DIRECTIVE: Update the rows below by replacing every occurrence of "icy slope" with "frozen hillside" and leaving everything else unchanged.

DATASET ROWS:
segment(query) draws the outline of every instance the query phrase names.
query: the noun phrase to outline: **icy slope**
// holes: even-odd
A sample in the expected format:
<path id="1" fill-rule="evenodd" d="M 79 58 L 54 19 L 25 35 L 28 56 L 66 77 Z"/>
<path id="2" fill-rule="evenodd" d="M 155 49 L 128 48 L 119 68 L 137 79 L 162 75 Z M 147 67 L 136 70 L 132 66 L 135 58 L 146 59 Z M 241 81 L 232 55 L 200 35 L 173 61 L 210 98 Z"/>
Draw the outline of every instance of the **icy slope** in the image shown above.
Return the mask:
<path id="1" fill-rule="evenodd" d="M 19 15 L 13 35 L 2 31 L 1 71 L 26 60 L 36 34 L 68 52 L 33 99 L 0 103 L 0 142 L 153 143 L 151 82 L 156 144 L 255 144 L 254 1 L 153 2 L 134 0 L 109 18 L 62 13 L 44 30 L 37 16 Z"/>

ANSWER FOR THE TASK:
segment(query) draws the outline of every instance the query phrase names.
query: the noun phrase to outline: **frozen hillside**
// holes: even-odd
A sample in the expected format:
<path id="1" fill-rule="evenodd" d="M 79 58 L 54 19 L 25 35 L 28 56 L 66 77 Z"/>
<path id="2" fill-rule="evenodd" d="M 155 49 L 128 48 L 119 68 L 137 79 L 162 75 Z M 147 67 L 136 70 L 132 66 L 135 58 L 146 59 Z M 241 81 L 232 55 L 200 35 L 173 61 L 210 98 Z"/>
Draw the outline of every instance of the **frozen hillside** in the image shown above.
Return the mask:
<path id="1" fill-rule="evenodd" d="M 19 15 L 13 35 L 2 31 L 1 71 L 26 60 L 36 34 L 68 52 L 33 99 L 0 103 L 0 142 L 153 143 L 151 82 L 156 144 L 255 144 L 254 1 L 153 2 L 134 0 L 109 18 L 62 13 L 44 30 L 37 16 Z"/>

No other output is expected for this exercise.